### Document excerpt
— start —
# another newbie



## spyder (Nov 30, 2004)

Just wanted to introduce myself and say "hi!"  

I've been lurking for a bit and thought it was time to join up. I've currently got two tanks, a 26g and a 20g, neither of which are looking that great right now. In fact, the 26g will be coming apart soon so that I can make a fresh start, and at that time I am sure that I will have plenty of questions to ask! 

Here in the Bay Area there seems to be a fairly active plant club, but one can never have too much help and insight! :lol: 

Chris


----------



## tsunami (Jan 24, 2004)

Welcome to the forum, Chris! Are you a member of SFBAAPS?

Carlos


----------



## JanS (Apr 14, 2004)

Nice to meet you! And you already have an "Art avatar clone"....


----------



## spyder (Nov 30, 2004)

tsunami said:


> Welcome to the forum, Chris! Are you a member of SFBAAPS?
— end —
### Excerpted records
— start —
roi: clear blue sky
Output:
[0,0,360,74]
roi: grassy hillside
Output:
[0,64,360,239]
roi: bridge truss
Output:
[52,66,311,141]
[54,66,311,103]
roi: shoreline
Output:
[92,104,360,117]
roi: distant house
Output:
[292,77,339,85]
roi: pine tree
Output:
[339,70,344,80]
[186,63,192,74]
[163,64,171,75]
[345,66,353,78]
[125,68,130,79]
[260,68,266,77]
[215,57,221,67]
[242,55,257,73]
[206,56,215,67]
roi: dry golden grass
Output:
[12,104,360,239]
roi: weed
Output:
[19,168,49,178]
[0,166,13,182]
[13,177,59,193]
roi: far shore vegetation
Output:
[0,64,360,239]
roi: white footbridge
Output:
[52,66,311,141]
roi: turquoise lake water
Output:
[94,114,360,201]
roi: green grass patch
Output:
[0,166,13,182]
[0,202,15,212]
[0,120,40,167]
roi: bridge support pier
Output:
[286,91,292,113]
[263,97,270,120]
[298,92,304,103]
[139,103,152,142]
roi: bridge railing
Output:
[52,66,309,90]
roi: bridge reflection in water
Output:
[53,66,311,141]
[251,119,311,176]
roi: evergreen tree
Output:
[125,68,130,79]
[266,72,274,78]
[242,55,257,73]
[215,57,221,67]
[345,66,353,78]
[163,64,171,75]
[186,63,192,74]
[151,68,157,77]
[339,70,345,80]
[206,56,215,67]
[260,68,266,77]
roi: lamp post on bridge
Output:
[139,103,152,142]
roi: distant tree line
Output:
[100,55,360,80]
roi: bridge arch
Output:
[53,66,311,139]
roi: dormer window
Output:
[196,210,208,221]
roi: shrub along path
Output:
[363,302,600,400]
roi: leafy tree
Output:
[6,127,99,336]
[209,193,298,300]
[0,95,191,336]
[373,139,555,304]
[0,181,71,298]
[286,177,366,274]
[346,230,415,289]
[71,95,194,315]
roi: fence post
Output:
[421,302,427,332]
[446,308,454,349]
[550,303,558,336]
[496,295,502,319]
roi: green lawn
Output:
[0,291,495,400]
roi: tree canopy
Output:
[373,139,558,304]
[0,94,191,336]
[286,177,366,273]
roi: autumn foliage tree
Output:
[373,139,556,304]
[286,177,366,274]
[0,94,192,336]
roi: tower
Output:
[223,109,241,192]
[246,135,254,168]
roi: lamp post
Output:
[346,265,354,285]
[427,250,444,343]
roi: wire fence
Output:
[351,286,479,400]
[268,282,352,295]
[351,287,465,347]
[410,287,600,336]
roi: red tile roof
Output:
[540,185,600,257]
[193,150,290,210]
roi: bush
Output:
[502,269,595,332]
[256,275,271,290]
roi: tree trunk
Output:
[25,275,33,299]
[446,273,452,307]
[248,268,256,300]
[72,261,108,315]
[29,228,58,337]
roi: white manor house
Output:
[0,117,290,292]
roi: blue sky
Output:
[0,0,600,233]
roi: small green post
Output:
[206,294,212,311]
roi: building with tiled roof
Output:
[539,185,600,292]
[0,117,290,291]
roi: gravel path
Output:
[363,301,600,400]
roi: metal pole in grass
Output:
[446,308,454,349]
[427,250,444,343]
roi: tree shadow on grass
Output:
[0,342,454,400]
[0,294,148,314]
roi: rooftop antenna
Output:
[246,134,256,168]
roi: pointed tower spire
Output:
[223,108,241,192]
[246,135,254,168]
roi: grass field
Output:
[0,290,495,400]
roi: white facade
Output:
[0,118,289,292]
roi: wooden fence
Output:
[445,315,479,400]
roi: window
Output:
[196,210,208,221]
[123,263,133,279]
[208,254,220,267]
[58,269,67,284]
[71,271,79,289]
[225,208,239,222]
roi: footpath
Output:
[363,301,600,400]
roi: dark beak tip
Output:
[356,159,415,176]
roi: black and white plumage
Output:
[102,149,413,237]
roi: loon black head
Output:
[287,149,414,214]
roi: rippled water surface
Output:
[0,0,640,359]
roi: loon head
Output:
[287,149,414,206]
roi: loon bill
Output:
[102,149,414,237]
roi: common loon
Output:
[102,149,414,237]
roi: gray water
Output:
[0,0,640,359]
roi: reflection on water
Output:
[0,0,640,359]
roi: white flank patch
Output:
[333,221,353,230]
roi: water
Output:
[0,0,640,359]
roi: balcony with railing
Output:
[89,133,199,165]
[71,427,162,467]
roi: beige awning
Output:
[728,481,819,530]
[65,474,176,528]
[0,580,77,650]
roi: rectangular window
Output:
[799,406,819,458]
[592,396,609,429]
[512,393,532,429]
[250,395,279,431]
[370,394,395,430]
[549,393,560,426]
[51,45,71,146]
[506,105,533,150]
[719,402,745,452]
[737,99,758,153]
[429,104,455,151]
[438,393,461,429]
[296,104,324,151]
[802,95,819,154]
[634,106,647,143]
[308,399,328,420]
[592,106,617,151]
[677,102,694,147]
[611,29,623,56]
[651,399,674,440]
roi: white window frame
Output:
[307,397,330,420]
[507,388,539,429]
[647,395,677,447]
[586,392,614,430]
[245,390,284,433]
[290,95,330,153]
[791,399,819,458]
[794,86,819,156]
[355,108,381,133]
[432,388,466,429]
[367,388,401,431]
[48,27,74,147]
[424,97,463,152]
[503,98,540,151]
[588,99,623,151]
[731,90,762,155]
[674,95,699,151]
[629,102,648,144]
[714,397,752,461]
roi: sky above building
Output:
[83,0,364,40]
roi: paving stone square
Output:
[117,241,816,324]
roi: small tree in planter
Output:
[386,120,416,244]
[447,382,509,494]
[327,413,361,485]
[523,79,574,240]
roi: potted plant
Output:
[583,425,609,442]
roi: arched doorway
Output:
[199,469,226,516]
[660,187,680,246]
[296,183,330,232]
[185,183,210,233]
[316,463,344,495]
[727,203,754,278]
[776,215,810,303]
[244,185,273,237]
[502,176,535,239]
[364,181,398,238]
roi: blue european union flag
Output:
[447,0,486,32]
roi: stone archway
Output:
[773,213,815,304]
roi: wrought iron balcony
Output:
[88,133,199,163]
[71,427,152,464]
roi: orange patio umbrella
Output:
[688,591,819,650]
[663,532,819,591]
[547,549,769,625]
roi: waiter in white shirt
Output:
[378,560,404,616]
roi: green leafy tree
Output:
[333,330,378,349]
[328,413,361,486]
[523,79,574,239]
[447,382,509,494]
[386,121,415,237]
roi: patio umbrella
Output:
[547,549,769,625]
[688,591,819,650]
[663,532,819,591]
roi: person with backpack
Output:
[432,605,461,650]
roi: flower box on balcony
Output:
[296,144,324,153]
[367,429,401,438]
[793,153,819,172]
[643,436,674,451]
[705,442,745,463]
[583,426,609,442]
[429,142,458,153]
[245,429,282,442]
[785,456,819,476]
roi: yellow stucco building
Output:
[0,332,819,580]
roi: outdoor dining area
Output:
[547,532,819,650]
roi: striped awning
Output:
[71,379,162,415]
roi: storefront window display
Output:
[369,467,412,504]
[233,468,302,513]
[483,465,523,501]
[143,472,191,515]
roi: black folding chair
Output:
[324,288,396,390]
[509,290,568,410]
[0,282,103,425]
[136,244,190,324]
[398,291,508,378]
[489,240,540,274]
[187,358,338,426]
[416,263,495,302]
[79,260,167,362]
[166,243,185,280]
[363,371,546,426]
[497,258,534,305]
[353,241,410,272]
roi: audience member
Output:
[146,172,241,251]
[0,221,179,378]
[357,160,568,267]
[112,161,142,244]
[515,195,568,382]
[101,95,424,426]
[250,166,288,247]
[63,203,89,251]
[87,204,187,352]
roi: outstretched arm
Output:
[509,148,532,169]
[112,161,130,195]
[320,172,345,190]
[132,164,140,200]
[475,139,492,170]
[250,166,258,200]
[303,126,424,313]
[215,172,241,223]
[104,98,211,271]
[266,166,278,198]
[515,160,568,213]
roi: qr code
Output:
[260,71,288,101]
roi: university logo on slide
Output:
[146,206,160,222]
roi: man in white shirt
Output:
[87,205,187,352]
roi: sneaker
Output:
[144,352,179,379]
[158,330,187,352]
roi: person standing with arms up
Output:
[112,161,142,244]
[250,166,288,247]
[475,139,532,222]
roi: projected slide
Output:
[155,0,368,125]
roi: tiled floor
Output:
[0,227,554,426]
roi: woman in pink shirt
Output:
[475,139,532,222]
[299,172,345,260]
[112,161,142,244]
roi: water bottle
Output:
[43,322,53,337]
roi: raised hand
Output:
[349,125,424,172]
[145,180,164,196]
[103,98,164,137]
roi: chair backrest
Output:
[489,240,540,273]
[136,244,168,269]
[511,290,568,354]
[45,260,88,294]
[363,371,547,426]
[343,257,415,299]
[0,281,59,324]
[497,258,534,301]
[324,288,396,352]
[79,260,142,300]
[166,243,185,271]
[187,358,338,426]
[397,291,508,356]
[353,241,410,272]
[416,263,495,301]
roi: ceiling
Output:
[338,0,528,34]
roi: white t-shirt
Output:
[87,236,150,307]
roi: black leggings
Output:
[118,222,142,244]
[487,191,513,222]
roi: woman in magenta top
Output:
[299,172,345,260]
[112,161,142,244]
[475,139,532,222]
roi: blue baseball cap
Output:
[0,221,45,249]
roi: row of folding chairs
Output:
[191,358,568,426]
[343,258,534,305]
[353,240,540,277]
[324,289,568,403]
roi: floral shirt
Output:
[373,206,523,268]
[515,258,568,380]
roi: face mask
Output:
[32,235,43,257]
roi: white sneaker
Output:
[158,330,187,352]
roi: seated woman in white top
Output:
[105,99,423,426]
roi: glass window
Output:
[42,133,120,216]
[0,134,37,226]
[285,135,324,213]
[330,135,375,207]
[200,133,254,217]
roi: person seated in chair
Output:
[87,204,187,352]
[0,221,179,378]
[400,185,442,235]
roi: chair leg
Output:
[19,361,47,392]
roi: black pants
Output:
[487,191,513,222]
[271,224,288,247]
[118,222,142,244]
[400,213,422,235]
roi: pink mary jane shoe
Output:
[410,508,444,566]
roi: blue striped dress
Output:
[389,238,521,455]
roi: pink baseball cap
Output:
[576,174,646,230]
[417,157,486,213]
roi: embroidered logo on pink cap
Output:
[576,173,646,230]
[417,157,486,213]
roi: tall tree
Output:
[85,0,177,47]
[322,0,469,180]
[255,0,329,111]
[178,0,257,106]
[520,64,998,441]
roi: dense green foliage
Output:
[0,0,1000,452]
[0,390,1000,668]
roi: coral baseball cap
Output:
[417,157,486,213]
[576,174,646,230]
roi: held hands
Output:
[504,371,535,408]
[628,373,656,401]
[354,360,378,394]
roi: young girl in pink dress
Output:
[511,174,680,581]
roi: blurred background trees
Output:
— end —
### Problems to work on
- a) According to the introduction thread, why will the 26g tank be coming apart soon? Answer in one to three sentences.
- b) In the introduction thread, what are the sizes of Chris's two tanks?
- c) Summarize the introduction thread in two sentences.
Rely only on the introduction thread for what comes next.

### Per-task answers
- a) Neither of the poster's tanks looks that great right now. The 26g will be taken apart so that the poster can make a fresh start.

- b) A 26g and a 20g.

- c) After lurking for a while, Chris joins the forum and says hi, mentioning two tanks, a 26g and a 20g, that aren't looking great, with the 26g soon to be taken apart for a fresh start. Carlos welcomes Chris and asks about membership in SFBAAPS, and JanS says it's nice to meet Chris and remarks on an "Art avatar clone."